§ **Tasks to perform**:
[A] According to the passage on the Sammoha Tantra, roughly when was that work composed?
[B] Continue the passage on the Sammoha Tantra, starting after its last sentence.

§ **Text to read**:
The Buddhist goddess Tara and the goddess Nilasarasvati (i.e. the blue goddess Sarasvati) are probably identical. She is called 'aksobhya-devimurdhanya' (having Aksobhya on her head')—and she is said to dwell 'on the west side of Mount Meru', implying Mahacina, Bhota, etc. The text is the fifth chapter of the Sammoha Tantra which is a rather late Hindu or Buddhist work current in Nepal it was composed approximately in the thirteenth century according to Sastri's introduction. The text is a good specimen of Professor Edgerton's Buddhist Hybrid Sanskrit. Bagchi renders it thus: Mahasvara said to Brahma: 'Hear from me with attention about Mahanilasarasvati. It is through her favour that you will narrate the four Vedas. There is the lake called Cola on the western side of Mount Meru. The Mother Goddess Nilogratara herself was born there. . . . The light issuing from my upper eye fell into the lake Cola and took on a blue color. There was a sage called Aksobhya, who was Siva himself in the form of a muni (seer), on the northern side of Mount Meru. It was he who meditated first on the goddess, who was Parvati herself reincarnated in Cinadesa (the country Cina) at the time of the great deluge...
Bagchi adds, 'It is idle to try to find out a precise geographical information here, but it may be suggested that Cola is probably to be connected with the common word for lake kul, kol, which is found with names of so many lakes to the west and north of T'ien shan, i.e. in the pure Mongolian zone.'
The third chapter of our Sammoha Tantra enumerates a number of pithas (centres of worship of a female deity), and divides them into regions according to their use of the kadi and the hadi methods, respectively. `Bhota', `Mahacina', and `Cina' are enumerated only with kadi pithas. The commonly accepted, though by no means undisputed, orthodox idea is that kadi mantras and their use as part of a ritualistic method are aimed at securing worldly or magical success hadi mantras on the other hand are said to help towards the supreme achievement of nirvana or its Hindu equivalents. I think that something like this accounts for the fact that Bhota, Cina, Mahacina are listed in kadi areas, and not in the hadi area enumeration. The regions beyond the mountain stand for magic and siddhi whose pursuits are always viewed to an extent as heretical. Some of the hadi regions listed in the text 'cannot be identified' so Bagchi avers; some of them, however, seem to be adjacent to Tibetan soil but are still cis-Himalayan thus `Balhika' which must be Balkh, `Dyorjala' which might well be a predecessor of 'Darjeeling', which name is derived either from Tibetan rDorje-glin 'thunderbolt (vajra-) region', or from Sanskrit durjayalinga, 'the invincible Siva.

Entries from a point annotation set

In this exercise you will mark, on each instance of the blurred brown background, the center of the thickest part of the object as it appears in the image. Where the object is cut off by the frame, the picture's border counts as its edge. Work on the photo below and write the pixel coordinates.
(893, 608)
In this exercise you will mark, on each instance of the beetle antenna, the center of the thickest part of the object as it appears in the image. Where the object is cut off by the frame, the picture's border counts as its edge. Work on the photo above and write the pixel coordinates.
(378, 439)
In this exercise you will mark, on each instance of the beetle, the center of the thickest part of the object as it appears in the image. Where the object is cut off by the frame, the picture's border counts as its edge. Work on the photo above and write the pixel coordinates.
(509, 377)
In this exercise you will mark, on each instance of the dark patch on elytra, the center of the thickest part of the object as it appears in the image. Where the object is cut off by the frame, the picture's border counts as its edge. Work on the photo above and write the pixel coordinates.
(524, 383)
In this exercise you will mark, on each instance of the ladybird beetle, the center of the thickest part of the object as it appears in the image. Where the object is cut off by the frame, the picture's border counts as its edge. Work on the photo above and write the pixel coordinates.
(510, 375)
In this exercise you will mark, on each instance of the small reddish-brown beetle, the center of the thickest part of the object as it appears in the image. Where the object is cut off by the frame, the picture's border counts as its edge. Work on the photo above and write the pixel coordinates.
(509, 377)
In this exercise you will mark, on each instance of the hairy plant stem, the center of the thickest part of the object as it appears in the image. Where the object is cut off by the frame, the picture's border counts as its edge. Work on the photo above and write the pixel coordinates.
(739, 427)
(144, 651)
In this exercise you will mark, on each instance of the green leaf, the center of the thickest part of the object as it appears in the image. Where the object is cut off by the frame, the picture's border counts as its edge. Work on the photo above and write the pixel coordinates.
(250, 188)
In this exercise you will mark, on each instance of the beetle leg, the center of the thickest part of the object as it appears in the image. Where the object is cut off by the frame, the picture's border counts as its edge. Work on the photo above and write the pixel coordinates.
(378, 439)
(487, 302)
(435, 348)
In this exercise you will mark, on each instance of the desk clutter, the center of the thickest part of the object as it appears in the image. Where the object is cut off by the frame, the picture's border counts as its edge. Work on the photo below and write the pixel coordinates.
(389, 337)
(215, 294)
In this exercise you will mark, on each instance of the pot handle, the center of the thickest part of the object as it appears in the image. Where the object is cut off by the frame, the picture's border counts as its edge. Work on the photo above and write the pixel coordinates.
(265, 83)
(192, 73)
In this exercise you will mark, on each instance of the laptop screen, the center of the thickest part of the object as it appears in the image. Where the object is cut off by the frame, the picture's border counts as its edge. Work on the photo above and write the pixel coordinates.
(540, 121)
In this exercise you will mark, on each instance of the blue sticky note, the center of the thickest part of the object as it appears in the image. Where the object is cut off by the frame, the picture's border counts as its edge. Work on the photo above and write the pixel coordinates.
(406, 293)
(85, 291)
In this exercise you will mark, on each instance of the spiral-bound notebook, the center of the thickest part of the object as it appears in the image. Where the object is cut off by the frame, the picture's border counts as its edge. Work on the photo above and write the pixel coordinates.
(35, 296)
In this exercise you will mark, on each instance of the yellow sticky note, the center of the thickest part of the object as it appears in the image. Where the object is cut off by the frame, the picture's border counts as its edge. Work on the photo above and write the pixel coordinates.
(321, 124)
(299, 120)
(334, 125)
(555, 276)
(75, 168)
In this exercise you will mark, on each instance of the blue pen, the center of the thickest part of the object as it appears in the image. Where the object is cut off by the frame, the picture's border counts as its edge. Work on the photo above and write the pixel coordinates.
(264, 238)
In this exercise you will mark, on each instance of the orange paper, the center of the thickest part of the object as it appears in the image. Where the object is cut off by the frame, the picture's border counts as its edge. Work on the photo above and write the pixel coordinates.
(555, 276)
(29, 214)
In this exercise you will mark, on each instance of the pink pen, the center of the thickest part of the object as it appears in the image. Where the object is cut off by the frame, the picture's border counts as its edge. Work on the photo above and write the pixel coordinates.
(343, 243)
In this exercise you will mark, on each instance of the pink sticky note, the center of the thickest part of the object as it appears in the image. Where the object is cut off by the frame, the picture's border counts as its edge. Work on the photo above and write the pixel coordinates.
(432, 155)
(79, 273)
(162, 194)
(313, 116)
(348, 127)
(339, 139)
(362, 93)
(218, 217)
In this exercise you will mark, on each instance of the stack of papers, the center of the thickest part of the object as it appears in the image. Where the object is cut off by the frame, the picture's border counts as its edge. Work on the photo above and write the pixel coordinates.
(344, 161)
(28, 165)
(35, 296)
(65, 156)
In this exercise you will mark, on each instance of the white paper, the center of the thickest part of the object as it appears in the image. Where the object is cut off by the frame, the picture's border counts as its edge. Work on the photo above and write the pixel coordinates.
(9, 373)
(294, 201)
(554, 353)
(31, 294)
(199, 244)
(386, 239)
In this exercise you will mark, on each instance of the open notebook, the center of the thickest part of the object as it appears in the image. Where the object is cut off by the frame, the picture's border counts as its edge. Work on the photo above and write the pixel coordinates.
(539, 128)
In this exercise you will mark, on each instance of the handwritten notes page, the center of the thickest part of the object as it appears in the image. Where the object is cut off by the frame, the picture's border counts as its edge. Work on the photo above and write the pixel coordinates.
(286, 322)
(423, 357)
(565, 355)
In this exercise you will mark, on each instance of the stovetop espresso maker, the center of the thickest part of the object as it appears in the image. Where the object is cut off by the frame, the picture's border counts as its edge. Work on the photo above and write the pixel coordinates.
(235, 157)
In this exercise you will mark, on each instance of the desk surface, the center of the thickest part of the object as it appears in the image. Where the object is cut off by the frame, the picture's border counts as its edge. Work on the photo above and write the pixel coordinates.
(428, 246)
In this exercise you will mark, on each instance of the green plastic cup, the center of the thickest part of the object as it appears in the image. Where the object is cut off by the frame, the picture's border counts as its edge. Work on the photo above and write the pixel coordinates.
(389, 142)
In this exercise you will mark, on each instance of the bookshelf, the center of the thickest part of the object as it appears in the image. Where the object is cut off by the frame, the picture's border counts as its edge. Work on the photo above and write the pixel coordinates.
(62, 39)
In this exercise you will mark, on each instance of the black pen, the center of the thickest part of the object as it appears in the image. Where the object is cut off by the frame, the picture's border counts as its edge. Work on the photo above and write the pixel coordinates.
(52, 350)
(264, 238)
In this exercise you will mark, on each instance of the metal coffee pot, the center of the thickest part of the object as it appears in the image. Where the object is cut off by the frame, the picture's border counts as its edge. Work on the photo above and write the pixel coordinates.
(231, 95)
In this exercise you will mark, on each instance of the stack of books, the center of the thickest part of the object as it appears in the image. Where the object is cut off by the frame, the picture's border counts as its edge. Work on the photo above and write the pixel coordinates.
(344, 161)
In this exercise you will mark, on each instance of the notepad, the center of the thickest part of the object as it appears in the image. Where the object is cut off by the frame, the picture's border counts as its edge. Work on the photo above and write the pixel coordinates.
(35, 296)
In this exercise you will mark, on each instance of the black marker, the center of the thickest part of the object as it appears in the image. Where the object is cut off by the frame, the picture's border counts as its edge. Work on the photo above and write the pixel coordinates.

§ **Answers to each task**:
[A] Approximately in the thirteenth century.

[B]
The same text also lists the number of tantras current in different regions, and claims 'in Gina there are a hundred principal and seven subsidiary ones'. I do not know if this number correlates with any listing of the Rgyud-sections in the Tibetan canon or with any other non-Indian enumeration."
The Kalivilasa Tantra is a late Hindu text, whose age has not been determined; from its style I would think we might safely place it between the thirteenth and the seventeenth centuries. It is very popular among non-tantric Brahmins in Bengal, and it sounds a note hostile to left-handed rites which were equally popular with the non-Brahmin tantric groups of Bengal. The text condemns the ritualistic use of women, wine, etc., and says that the tantras enjoining left-handed ritual are 'prohibited in our era' (Kalau varjitani). The Kalivilasa, quoting the Mahasiddhasarasvati Tantra, says that the tantras of the Asvakranta region, i.e. the region from the Vindhya mountains northward including Nepal, Tibet, etc., were promulgated to confuse the hypocrites (pasanda) and the heretics. Quoting the Kularnava Tantra, the text says Mahadeva (Siva) spoke of the kaula-rites (the left-handed rites of the Asvakranta region) 'lest all men should get liberated (i.e. prematurely)' which is a rather insidious statement against left-handed forms of tantric practice, in a tantric text of the right-handed tradition.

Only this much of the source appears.